Reading passage:
One of the main things I have been working on over these years without therapy is desensitising myself with this, talking about my real self without negative consequences. Not always being in control, looking fine, doing it by myself. Seemingly fine that is. Not as good at that anyway anymore as the dissociation has improved.

I'm afraid speaking to one person about me is as much as I could bear. Groups are so far away from anything I could deal with in this context I'm afraid.

Thanks so much.
 
Can you think of it as mental health maintenece rather than "therapy"? Kind of like when you take you car for an oil change. It may or may not need one, but you do it to prevent problems in the future. Instead of diving into trauma maybe just an outside review of your current coping techniques and an update on new ones that have come available while you've been gone.

And, should something more in depth pop up...that's ok too
 
I am a firm believer that answers are always inside of us and it is just a matter of journey finding them either alone to a point or with another person - therapist or others.

I think you have a great grasp of yourself and perhaps honestly therapy is not good for you and it is good you can hear this loud and clear from your own psyche.

I also healed my attachment issues without therapist but I took advantage of having great many friends that I could be just as vulnerable as I needed until I got over some threshold.

Therapy worked for me only because a) my attachment issues were stabilized. I was not in crisis currently and I had a great support.
Do I think one can survive, recover and be healthy without therapist? Yes 100%.

The amount of self knowledge you have, most people do not achieve that.

I would just caution you that attachment is not just to others to to experiences and to self identifications like I am a bad person therefore I am not taking into consideration maybe you needed to act certain way in certain situations and you no longer need that.

I really wish you great recovery and healing in your own journey.
 
Hi @Freida

Thank you! Yes I think shall go into it in that mode. Good point.

Records:
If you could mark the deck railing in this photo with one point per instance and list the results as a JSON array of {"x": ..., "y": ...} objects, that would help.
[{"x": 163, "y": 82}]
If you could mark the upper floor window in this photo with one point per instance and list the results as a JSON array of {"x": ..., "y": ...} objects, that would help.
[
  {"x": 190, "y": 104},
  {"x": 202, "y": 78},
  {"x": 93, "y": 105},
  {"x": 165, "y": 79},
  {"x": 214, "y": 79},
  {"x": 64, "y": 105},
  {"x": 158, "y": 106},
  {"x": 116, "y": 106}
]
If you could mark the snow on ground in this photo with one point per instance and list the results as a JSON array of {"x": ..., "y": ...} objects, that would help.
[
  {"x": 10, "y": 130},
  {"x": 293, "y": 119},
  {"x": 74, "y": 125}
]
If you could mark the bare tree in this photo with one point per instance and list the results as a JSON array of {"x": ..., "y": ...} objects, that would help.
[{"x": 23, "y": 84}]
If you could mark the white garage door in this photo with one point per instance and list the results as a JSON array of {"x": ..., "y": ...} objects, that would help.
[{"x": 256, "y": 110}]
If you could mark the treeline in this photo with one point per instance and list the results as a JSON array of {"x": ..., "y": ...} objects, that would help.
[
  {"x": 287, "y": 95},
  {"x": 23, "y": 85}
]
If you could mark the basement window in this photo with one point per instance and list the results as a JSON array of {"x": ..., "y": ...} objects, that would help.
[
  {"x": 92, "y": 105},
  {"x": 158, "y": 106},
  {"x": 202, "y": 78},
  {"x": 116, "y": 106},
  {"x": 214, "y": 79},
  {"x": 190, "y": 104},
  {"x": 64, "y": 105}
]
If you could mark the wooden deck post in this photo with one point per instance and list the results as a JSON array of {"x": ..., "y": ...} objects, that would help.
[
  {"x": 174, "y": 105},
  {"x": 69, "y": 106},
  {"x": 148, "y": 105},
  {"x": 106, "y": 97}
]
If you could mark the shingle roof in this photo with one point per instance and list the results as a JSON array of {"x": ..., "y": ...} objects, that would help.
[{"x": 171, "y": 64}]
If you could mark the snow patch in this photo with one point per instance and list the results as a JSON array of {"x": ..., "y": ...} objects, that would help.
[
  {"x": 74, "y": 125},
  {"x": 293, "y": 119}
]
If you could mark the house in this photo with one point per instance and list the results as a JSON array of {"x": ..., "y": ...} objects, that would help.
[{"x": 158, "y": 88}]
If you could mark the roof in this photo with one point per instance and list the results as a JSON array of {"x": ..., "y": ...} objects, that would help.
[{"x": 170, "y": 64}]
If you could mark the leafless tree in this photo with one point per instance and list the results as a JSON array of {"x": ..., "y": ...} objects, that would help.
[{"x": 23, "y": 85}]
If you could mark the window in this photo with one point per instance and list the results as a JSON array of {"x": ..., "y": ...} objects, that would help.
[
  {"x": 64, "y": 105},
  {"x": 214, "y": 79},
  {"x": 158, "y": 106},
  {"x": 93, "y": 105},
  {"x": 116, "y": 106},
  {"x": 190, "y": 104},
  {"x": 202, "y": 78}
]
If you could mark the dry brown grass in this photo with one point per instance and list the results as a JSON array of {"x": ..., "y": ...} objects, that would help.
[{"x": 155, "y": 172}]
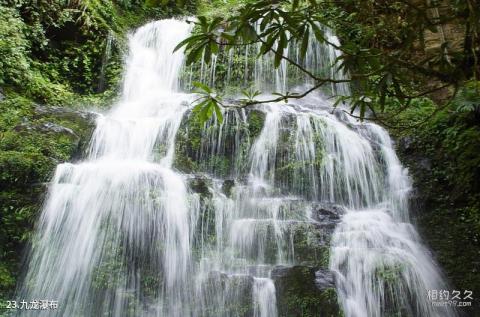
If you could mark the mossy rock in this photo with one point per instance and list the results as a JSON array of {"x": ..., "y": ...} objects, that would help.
[
  {"x": 33, "y": 140},
  {"x": 299, "y": 296}
]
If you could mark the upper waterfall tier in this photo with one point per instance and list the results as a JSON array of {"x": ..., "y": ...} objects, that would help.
[{"x": 170, "y": 216}]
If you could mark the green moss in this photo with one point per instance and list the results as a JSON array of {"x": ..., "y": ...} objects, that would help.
[
  {"x": 255, "y": 120},
  {"x": 297, "y": 295},
  {"x": 444, "y": 160},
  {"x": 33, "y": 140}
]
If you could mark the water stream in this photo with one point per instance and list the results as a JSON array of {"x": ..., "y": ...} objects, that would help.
[{"x": 123, "y": 233}]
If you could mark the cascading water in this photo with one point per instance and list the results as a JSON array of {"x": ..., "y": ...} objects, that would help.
[
  {"x": 125, "y": 233},
  {"x": 122, "y": 213}
]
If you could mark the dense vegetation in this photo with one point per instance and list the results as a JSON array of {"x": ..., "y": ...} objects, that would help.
[{"x": 54, "y": 58}]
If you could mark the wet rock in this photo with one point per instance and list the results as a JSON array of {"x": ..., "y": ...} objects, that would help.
[
  {"x": 324, "y": 279},
  {"x": 328, "y": 215},
  {"x": 200, "y": 185},
  {"x": 227, "y": 295},
  {"x": 227, "y": 187},
  {"x": 299, "y": 295}
]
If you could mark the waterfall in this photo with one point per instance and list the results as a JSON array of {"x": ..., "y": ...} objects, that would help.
[{"x": 129, "y": 231}]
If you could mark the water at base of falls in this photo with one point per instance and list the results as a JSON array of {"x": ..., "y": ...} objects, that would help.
[{"x": 122, "y": 233}]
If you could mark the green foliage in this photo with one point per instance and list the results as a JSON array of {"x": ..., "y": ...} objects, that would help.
[
  {"x": 468, "y": 98},
  {"x": 207, "y": 104},
  {"x": 14, "y": 46},
  {"x": 383, "y": 45},
  {"x": 33, "y": 140},
  {"x": 443, "y": 157}
]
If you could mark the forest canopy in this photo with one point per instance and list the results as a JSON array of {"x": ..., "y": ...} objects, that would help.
[{"x": 395, "y": 52}]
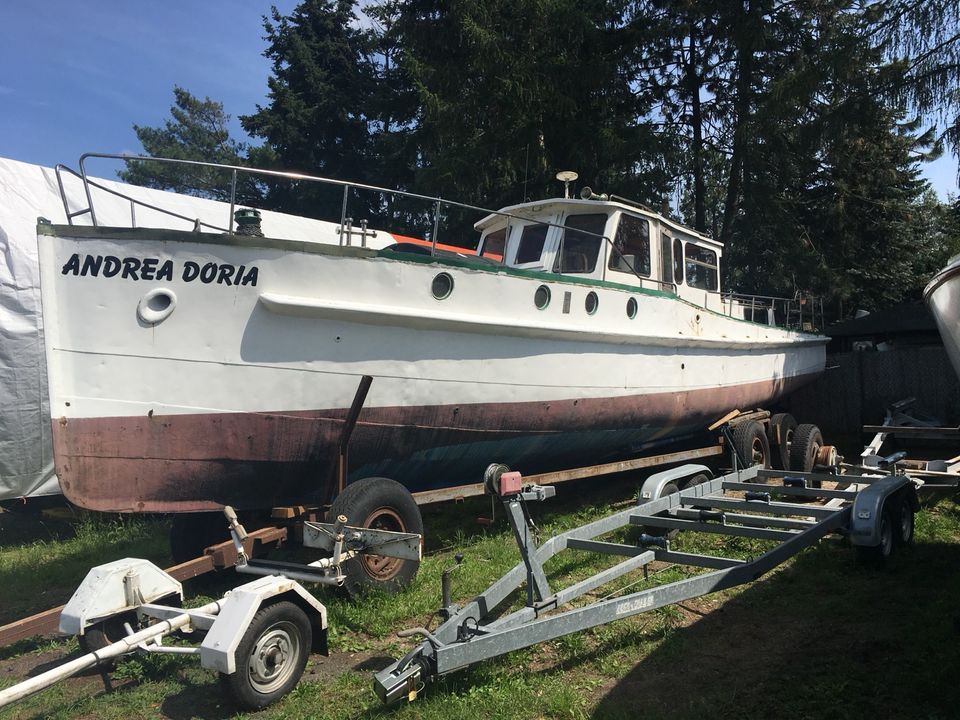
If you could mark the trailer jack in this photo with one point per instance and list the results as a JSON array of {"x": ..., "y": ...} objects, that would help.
[{"x": 748, "y": 503}]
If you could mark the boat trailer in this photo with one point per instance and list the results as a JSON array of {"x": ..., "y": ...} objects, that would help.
[
  {"x": 258, "y": 636},
  {"x": 874, "y": 510}
]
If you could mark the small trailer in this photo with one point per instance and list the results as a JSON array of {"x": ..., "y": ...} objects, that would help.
[
  {"x": 258, "y": 636},
  {"x": 794, "y": 509}
]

What this task involves:
Continue the forum discussion about healing without therapy from its last post.

Written reply:
I am finding myself set off by work dynamics more than I would like. Politics and unhealthy personality types. I have strategies but in truth it sets off symptoms and makes me sick.Thought could start there and the general state of my life as well as reevaluation of ptsd and where I find myself in the now. I have big stuff with my mother about to surface and that could throw me off the edge entirely. Open the door I guess. Thanks again...
 
Thanks so much grit.

In truth I think I am tired of doing everything on my own. I am just tired all in all. A few years back I started really absorbing that human beings are not made to be healthiest that way. I don't really know how possible it is to get past a certain point healing interpersonal trauma without a witness or help when healing. I truly hate that but I am also at the point where I am accepting it. I want to be resilient and strong and I in fact do care about people. I'm not sure it is possible to get past a certain point perceiving others as untrustworthy without another human being on board in some way or other.

Wanting change and doing it are two different things unfortunately. Thinking and reading and planning only go so far. They go a long way of course. Just not the whole distance. I am worse discussing difficulties with friends or family than in a therapy environment.

Ironically very socially able and in managerial roles from early. Just a whole lot of other stuff beneath that. Trapped by my previous means of coping.

Thanks for your thoughts and good wishes and well done for what you have achieved. Its always helpful hearing others experiences.